* start Records for the exercise *
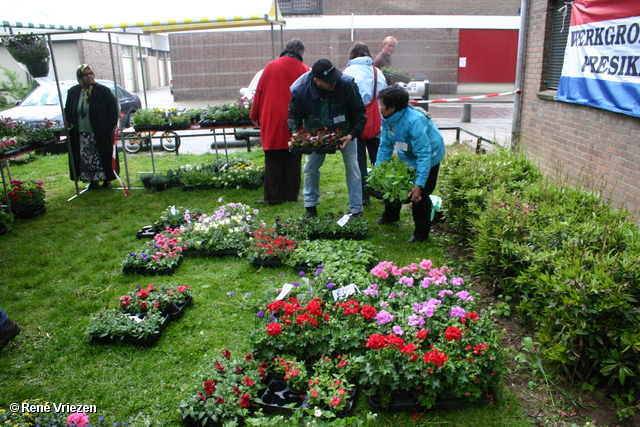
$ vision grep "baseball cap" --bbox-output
[311,59,342,83]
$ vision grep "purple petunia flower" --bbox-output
[391,325,404,335]
[438,289,453,298]
[376,310,394,325]
[449,305,467,317]
[451,277,464,286]
[407,314,424,328]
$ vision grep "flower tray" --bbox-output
[91,313,171,347]
[367,390,495,413]
[11,206,47,219]
[199,119,231,128]
[182,184,217,191]
[122,262,180,276]
[182,249,238,258]
[241,180,262,190]
[309,233,365,240]
[136,225,156,239]
[289,147,338,154]
[260,378,307,413]
[162,296,193,321]
[9,157,38,166]
[366,186,384,200]
[251,259,282,267]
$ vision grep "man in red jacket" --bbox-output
[251,39,309,205]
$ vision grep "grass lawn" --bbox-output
[0,150,530,427]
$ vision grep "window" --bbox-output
[547,0,571,89]
[278,0,322,15]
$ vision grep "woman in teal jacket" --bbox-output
[375,86,445,243]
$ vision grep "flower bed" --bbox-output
[178,350,266,426]
[122,228,182,275]
[2,179,47,218]
[246,260,504,420]
[289,130,341,154]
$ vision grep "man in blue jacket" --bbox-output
[375,86,445,243]
[288,59,367,217]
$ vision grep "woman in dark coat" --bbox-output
[64,64,119,189]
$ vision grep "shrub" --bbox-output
[438,149,542,234]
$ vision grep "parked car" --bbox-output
[240,70,264,100]
[0,80,142,128]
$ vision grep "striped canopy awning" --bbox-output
[0,0,285,34]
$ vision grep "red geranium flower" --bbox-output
[444,326,462,341]
[267,323,282,337]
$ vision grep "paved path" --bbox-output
[138,87,513,155]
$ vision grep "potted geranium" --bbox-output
[120,284,192,319]
[307,357,357,415]
[5,179,47,218]
[243,228,296,267]
[361,260,504,410]
[178,350,266,427]
[2,34,50,78]
[367,155,416,203]
[289,129,342,154]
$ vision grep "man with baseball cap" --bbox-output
[289,59,367,217]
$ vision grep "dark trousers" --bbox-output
[264,150,302,202]
[382,163,440,239]
[358,138,380,202]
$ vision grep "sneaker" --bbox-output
[0,319,20,351]
[304,206,318,218]
[373,218,399,225]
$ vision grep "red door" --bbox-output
[458,29,518,83]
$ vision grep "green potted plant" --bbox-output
[86,309,169,345]
[2,34,50,78]
[367,155,416,203]
[270,356,309,394]
[6,179,47,219]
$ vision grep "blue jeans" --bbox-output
[302,139,362,213]
[0,308,9,332]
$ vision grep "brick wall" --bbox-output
[322,0,520,16]
[169,29,459,100]
[520,0,640,218]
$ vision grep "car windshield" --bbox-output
[20,86,70,107]
[20,82,119,107]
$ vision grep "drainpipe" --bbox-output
[511,0,528,149]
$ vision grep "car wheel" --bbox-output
[124,133,144,154]
[160,131,180,151]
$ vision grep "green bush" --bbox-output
[467,162,640,396]
[438,148,542,234]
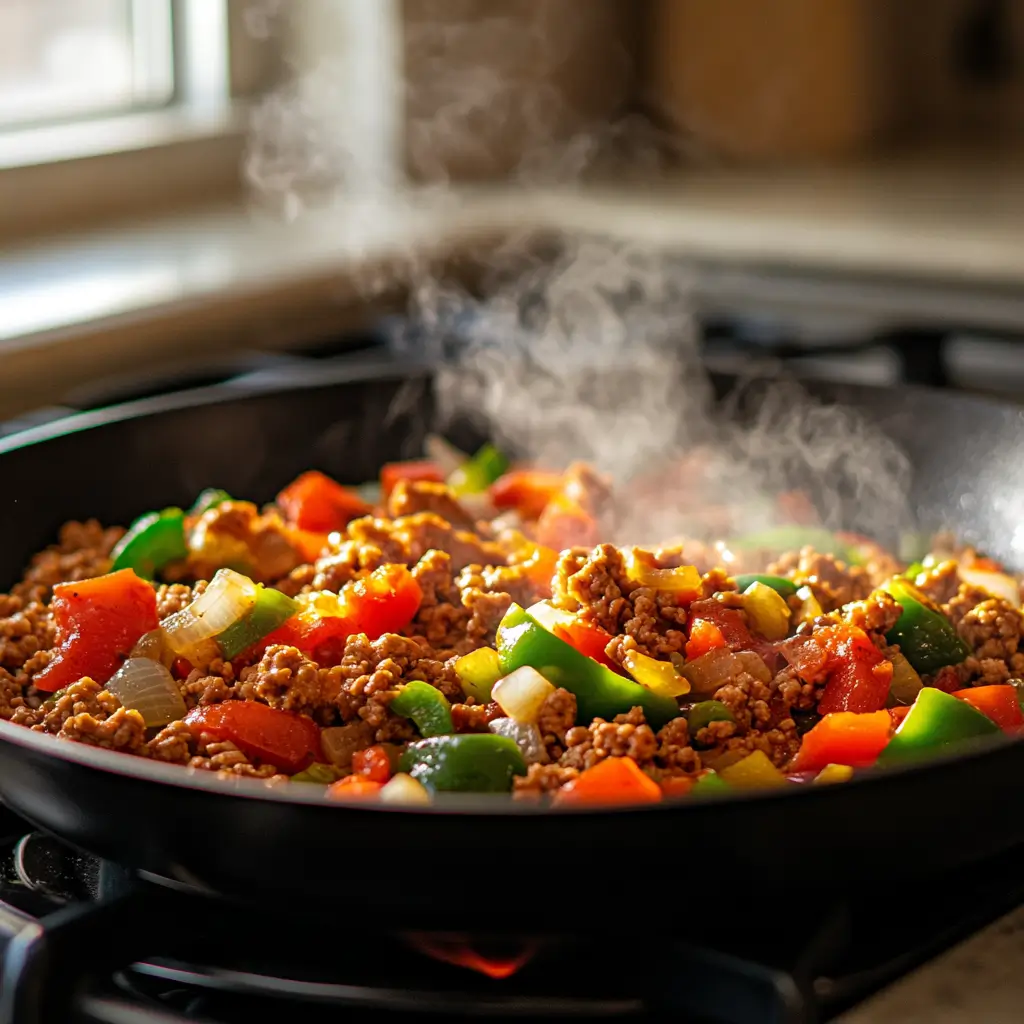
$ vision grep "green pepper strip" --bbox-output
[878,686,1000,765]
[736,572,797,597]
[392,737,526,793]
[686,700,736,738]
[214,584,299,662]
[390,679,455,737]
[498,604,679,730]
[188,487,233,515]
[449,444,509,495]
[882,577,971,675]
[111,508,188,580]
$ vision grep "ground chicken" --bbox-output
[767,548,873,611]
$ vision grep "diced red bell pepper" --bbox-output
[381,459,444,498]
[33,569,160,692]
[953,684,1024,733]
[340,565,423,640]
[184,700,324,775]
[490,469,563,519]
[278,469,373,534]
[790,711,893,772]
[352,743,391,782]
[814,625,893,715]
[552,618,623,675]
[555,758,662,806]
[686,618,726,660]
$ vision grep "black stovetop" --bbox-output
[0,798,1024,1024]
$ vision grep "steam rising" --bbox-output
[243,3,910,543]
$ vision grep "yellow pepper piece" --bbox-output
[814,765,853,784]
[743,583,790,640]
[719,753,785,790]
[623,650,690,697]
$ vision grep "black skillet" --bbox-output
[0,354,1024,928]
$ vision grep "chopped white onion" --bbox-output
[160,569,257,654]
[490,665,555,724]
[377,771,430,804]
[106,657,187,725]
[956,565,1021,608]
[487,718,548,765]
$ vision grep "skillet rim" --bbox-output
[0,360,1024,818]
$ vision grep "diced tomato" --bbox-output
[381,459,444,498]
[660,775,693,797]
[686,618,726,660]
[814,625,893,715]
[278,470,373,534]
[184,700,324,775]
[352,744,391,782]
[953,684,1024,733]
[327,775,384,800]
[341,565,423,640]
[537,492,600,551]
[555,758,662,806]
[33,569,160,692]
[790,711,893,772]
[553,618,622,674]
[888,705,912,729]
[490,469,562,519]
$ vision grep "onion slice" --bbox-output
[160,569,257,655]
[106,657,187,726]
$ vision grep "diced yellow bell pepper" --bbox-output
[719,749,785,790]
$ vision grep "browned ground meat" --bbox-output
[768,548,874,611]
[387,480,475,529]
[11,519,124,604]
[554,544,686,657]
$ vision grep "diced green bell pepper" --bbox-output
[188,487,233,515]
[292,761,341,785]
[214,584,299,662]
[455,647,502,703]
[498,604,679,729]
[878,686,999,765]
[686,700,735,739]
[390,680,455,736]
[111,508,188,580]
[392,733,526,793]
[447,443,509,495]
[736,572,797,597]
[882,577,971,675]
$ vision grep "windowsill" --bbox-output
[9,149,1024,415]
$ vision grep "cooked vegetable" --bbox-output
[455,647,502,703]
[378,772,430,806]
[623,650,690,698]
[398,733,526,793]
[793,711,893,771]
[736,572,797,597]
[718,751,785,790]
[686,700,735,740]
[111,508,188,580]
[32,569,159,692]
[276,470,373,534]
[743,580,790,640]
[490,665,555,725]
[883,577,971,675]
[447,444,509,495]
[106,657,188,726]
[498,604,679,729]
[215,584,299,660]
[879,686,999,765]
[184,700,324,775]
[555,757,662,807]
[161,569,259,657]
[390,680,455,736]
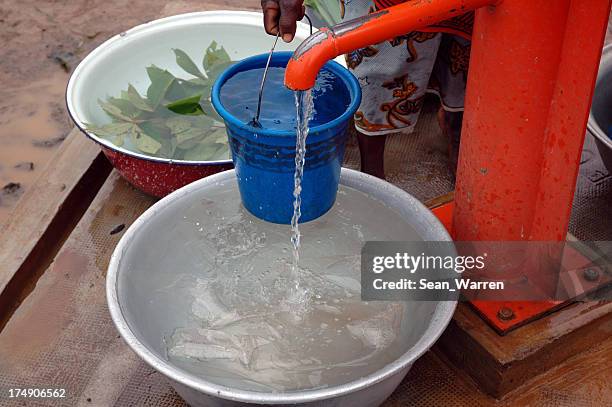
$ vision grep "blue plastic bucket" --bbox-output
[212,52,361,224]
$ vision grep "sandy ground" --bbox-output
[0,0,259,224]
[0,0,612,225]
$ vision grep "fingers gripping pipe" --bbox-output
[285,0,499,90]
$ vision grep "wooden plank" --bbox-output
[0,172,612,407]
[0,129,111,329]
[439,302,612,397]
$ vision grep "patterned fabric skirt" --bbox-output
[341,0,473,136]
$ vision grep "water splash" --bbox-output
[290,90,314,305]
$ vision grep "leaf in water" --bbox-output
[206,127,228,145]
[139,120,172,143]
[98,98,132,122]
[206,61,234,83]
[126,84,154,112]
[147,65,176,109]
[202,41,231,75]
[130,125,161,154]
[85,123,133,147]
[172,48,205,79]
[200,99,223,123]
[92,41,232,161]
[166,95,204,115]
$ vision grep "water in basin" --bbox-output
[119,177,435,391]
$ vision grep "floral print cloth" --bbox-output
[341,0,474,135]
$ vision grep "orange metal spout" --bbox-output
[285,0,499,90]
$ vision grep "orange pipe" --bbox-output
[285,0,499,90]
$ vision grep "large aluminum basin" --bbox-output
[107,168,456,407]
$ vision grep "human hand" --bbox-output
[261,0,306,42]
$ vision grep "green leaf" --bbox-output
[172,48,205,78]
[202,41,231,79]
[147,65,176,109]
[166,95,204,115]
[126,84,154,112]
[206,61,235,83]
[130,125,162,154]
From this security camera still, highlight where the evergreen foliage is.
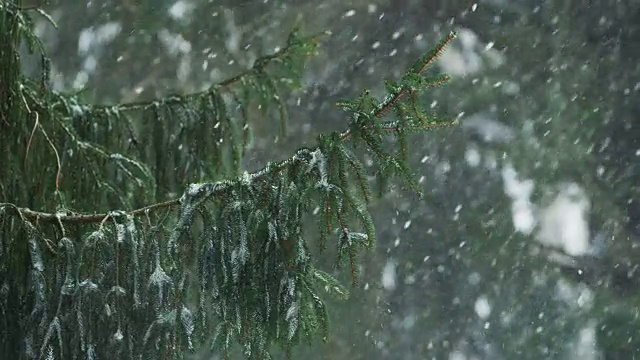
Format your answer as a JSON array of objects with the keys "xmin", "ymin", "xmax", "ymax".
[{"xmin": 0, "ymin": 2, "xmax": 454, "ymax": 359}]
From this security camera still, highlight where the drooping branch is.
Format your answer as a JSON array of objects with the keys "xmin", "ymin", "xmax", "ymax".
[{"xmin": 0, "ymin": 33, "xmax": 455, "ymax": 223}]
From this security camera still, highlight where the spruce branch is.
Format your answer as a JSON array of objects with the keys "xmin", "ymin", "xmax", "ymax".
[{"xmin": 0, "ymin": 32, "xmax": 456, "ymax": 226}]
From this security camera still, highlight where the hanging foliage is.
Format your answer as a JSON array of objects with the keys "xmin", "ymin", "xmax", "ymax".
[{"xmin": 0, "ymin": 2, "xmax": 454, "ymax": 359}]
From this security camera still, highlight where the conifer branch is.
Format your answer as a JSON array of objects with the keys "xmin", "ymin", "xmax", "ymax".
[{"xmin": 0, "ymin": 32, "xmax": 456, "ymax": 226}]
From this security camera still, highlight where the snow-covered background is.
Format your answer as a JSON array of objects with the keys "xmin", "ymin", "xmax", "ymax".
[{"xmin": 31, "ymin": 0, "xmax": 640, "ymax": 360}]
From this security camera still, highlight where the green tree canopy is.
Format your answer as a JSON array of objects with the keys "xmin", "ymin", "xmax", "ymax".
[{"xmin": 0, "ymin": 1, "xmax": 454, "ymax": 359}]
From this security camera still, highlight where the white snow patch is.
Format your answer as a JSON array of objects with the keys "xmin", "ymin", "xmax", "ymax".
[
  {"xmin": 78, "ymin": 21, "xmax": 122, "ymax": 55},
  {"xmin": 473, "ymin": 295, "xmax": 491, "ymax": 320},
  {"xmin": 570, "ymin": 322, "xmax": 601, "ymax": 360},
  {"xmin": 464, "ymin": 148, "xmax": 480, "ymax": 167},
  {"xmin": 462, "ymin": 114, "xmax": 514, "ymax": 142},
  {"xmin": 536, "ymin": 183, "xmax": 590, "ymax": 256},
  {"xmin": 502, "ymin": 165, "xmax": 536, "ymax": 235},
  {"xmin": 169, "ymin": 0, "xmax": 193, "ymax": 20},
  {"xmin": 158, "ymin": 29, "xmax": 191, "ymax": 55},
  {"xmin": 382, "ymin": 260, "xmax": 397, "ymax": 291}
]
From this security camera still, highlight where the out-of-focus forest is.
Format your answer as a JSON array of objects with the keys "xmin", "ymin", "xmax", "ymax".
[{"xmin": 24, "ymin": 0, "xmax": 640, "ymax": 360}]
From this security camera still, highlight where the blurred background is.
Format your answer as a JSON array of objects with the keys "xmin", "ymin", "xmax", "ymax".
[{"xmin": 32, "ymin": 0, "xmax": 640, "ymax": 360}]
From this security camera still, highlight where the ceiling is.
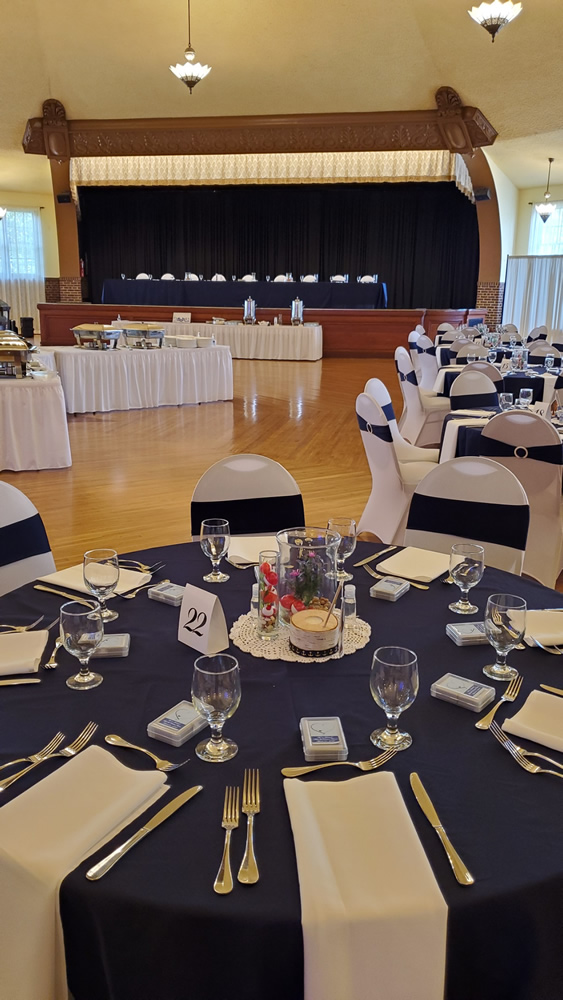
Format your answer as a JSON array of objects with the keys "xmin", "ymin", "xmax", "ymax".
[{"xmin": 4, "ymin": 0, "xmax": 563, "ymax": 191}]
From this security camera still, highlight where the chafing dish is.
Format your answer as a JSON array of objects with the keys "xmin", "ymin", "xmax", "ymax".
[
  {"xmin": 71, "ymin": 323, "xmax": 121, "ymax": 351},
  {"xmin": 0, "ymin": 330, "xmax": 34, "ymax": 378}
]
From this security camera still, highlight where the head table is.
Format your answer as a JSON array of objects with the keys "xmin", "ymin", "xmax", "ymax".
[{"xmin": 0, "ymin": 540, "xmax": 563, "ymax": 1000}]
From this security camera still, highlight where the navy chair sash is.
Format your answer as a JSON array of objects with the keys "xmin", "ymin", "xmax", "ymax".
[
  {"xmin": 450, "ymin": 392, "xmax": 498, "ymax": 410},
  {"xmin": 479, "ymin": 434, "xmax": 563, "ymax": 465},
  {"xmin": 0, "ymin": 514, "xmax": 51, "ymax": 566},
  {"xmin": 356, "ymin": 413, "xmax": 393, "ymax": 444},
  {"xmin": 407, "ymin": 493, "xmax": 530, "ymax": 551},
  {"xmin": 190, "ymin": 493, "xmax": 305, "ymax": 535}
]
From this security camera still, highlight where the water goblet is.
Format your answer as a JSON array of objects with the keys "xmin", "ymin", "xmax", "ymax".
[
  {"xmin": 327, "ymin": 517, "xmax": 356, "ymax": 583},
  {"xmin": 61, "ymin": 601, "xmax": 104, "ymax": 691},
  {"xmin": 448, "ymin": 542, "xmax": 485, "ymax": 615},
  {"xmin": 483, "ymin": 594, "xmax": 526, "ymax": 681},
  {"xmin": 369, "ymin": 646, "xmax": 418, "ymax": 750},
  {"xmin": 192, "ymin": 653, "xmax": 240, "ymax": 764},
  {"xmin": 82, "ymin": 549, "xmax": 119, "ymax": 622},
  {"xmin": 199, "ymin": 517, "xmax": 231, "ymax": 583}
]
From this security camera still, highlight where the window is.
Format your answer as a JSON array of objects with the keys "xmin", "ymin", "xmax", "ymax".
[{"xmin": 528, "ymin": 201, "xmax": 563, "ymax": 256}]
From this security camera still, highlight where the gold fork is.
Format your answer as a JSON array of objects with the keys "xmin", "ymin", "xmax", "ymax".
[
  {"xmin": 0, "ymin": 722, "xmax": 98, "ymax": 792},
  {"xmin": 237, "ymin": 768, "xmax": 260, "ymax": 885},
  {"xmin": 213, "ymin": 785, "xmax": 240, "ymax": 896},
  {"xmin": 475, "ymin": 674, "xmax": 522, "ymax": 729},
  {"xmin": 282, "ymin": 748, "xmax": 399, "ymax": 778},
  {"xmin": 364, "ymin": 566, "xmax": 430, "ymax": 590}
]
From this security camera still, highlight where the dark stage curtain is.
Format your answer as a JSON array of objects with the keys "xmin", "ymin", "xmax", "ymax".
[{"xmin": 79, "ymin": 182, "xmax": 479, "ymax": 309}]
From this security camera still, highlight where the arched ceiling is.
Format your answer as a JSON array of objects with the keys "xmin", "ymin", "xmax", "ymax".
[{"xmin": 0, "ymin": 0, "xmax": 563, "ymax": 190}]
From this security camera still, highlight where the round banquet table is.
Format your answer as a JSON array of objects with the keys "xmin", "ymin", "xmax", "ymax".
[{"xmin": 0, "ymin": 543, "xmax": 563, "ymax": 1000}]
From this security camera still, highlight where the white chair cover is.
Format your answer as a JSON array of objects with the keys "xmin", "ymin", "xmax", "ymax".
[
  {"xmin": 191, "ymin": 454, "xmax": 305, "ymax": 537},
  {"xmin": 364, "ymin": 378, "xmax": 440, "ymax": 466},
  {"xmin": 0, "ymin": 481, "xmax": 56, "ymax": 595},
  {"xmin": 450, "ymin": 369, "xmax": 498, "ymax": 410},
  {"xmin": 405, "ymin": 458, "xmax": 530, "ymax": 575},
  {"xmin": 481, "ymin": 410, "xmax": 563, "ymax": 587}
]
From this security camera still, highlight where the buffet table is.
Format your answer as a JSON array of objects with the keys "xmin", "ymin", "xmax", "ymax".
[
  {"xmin": 102, "ymin": 278, "xmax": 387, "ymax": 309},
  {"xmin": 0, "ymin": 374, "xmax": 72, "ymax": 472},
  {"xmin": 50, "ymin": 346, "xmax": 233, "ymax": 413},
  {"xmin": 0, "ymin": 539, "xmax": 563, "ymax": 1000}
]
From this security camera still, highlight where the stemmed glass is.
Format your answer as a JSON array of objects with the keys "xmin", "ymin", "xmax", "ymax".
[
  {"xmin": 327, "ymin": 517, "xmax": 356, "ymax": 582},
  {"xmin": 61, "ymin": 601, "xmax": 104, "ymax": 691},
  {"xmin": 483, "ymin": 594, "xmax": 526, "ymax": 681},
  {"xmin": 82, "ymin": 549, "xmax": 119, "ymax": 622},
  {"xmin": 199, "ymin": 517, "xmax": 231, "ymax": 583},
  {"xmin": 192, "ymin": 653, "xmax": 240, "ymax": 763},
  {"xmin": 448, "ymin": 542, "xmax": 485, "ymax": 615},
  {"xmin": 369, "ymin": 646, "xmax": 418, "ymax": 750}
]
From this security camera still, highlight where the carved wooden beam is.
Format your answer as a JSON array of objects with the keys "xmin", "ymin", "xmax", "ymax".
[{"xmin": 23, "ymin": 87, "xmax": 497, "ymax": 162}]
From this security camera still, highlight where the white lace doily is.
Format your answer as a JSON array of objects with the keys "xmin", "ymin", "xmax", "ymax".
[{"xmin": 229, "ymin": 611, "xmax": 371, "ymax": 663}]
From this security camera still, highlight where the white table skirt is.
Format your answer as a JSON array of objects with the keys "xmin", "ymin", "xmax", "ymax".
[
  {"xmin": 55, "ymin": 346, "xmax": 233, "ymax": 413},
  {"xmin": 0, "ymin": 375, "xmax": 72, "ymax": 472},
  {"xmin": 133, "ymin": 322, "xmax": 323, "ymax": 361}
]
* end Records for the exercise *
* [Problem statement]
Can you rewrite the stretch from the start of the records through the line containing "[0,308,9,332]", requests included, with 46 added to every bounding box coordinate in the answers? Leave the pictures out.

* [Correct answer]
$ vision grep "baseball cap" --bbox-output
[357,105,388,129]
$ vision grep "purple petunia flower" --bbox-output
[437,371,450,381]
[484,335,499,344]
[422,356,440,371]
[495,351,513,363]
[497,323,510,332]
[453,360,470,374]
$ vision grep "flower tray" --bbox-output
[137,359,217,393]
[413,436,541,459]
[57,252,93,265]
[245,165,277,174]
[228,230,263,237]
[168,308,226,322]
[228,295,284,304]
[287,226,308,236]
[355,279,411,286]
[182,271,202,285]
[335,193,384,200]
[306,424,353,459]
[208,342,239,367]
[55,203,84,212]
[412,232,430,246]
[297,305,328,313]
$ vision grep "man in red jacket" --bbox-output
[297,85,355,251]
$ vision grep "grass lawn" --bbox-output
[46,196,576,473]
$ vision grep "window" --bbox-output
[593,46,617,135]
[324,46,368,61]
$ vision grep "woman in teal jacket" --bbox-output
[421,132,491,289]
$ vision grep "flower bed" --bbox-output
[224,396,312,472]
[168,274,228,321]
[48,225,93,264]
[292,306,550,466]
[335,176,387,200]
$ vision grep "man in blue jacket" --bbox-output
[421,132,491,289]
[334,105,413,263]
$ vision grep "woman in dark coat" --bbox-output
[110,110,165,235]
$ vision grep "shrub" --bbox-output
[484,195,588,280]
$ vision grep "parked car" --bbox-output
[286,116,310,146]
[46,126,188,174]
$ vision grep "striped canopy awning" --bbox-output
[46,46,331,80]
$ vision grep "red geranium flower" --bbox-output
[490,372,508,387]
[313,369,328,383]
$ vision grep "paved path" --bbox-output
[184,133,559,201]
$ vision grep "potted geranium" --bbox-output
[166,330,238,365]
[353,403,403,461]
[51,225,93,264]
[289,274,342,313]
[407,306,550,456]
[224,396,312,473]
[48,80,96,124]
[413,201,462,249]
[335,175,388,200]
$ vision grep "man with baseball cap" --bbox-output
[335,105,413,263]
$ vision grep "dark trousers" --bbox-output
[310,196,348,248]
[428,209,486,285]
[404,184,426,248]
$ vision grep "sneaker" --bbox-output
[46,365,66,397]
[350,252,364,264]
[419,264,445,271]
$ vision grep "red door" --bbox-output
[504,75,564,129]
$ vision grep "green potted plant" --bbox-output
[132,355,215,391]
[48,80,96,124]
[413,201,462,249]
[316,402,355,440]
[52,225,93,265]
$ vision grep "blue jeans" --bbox-output
[348,185,408,259]
[46,354,55,378]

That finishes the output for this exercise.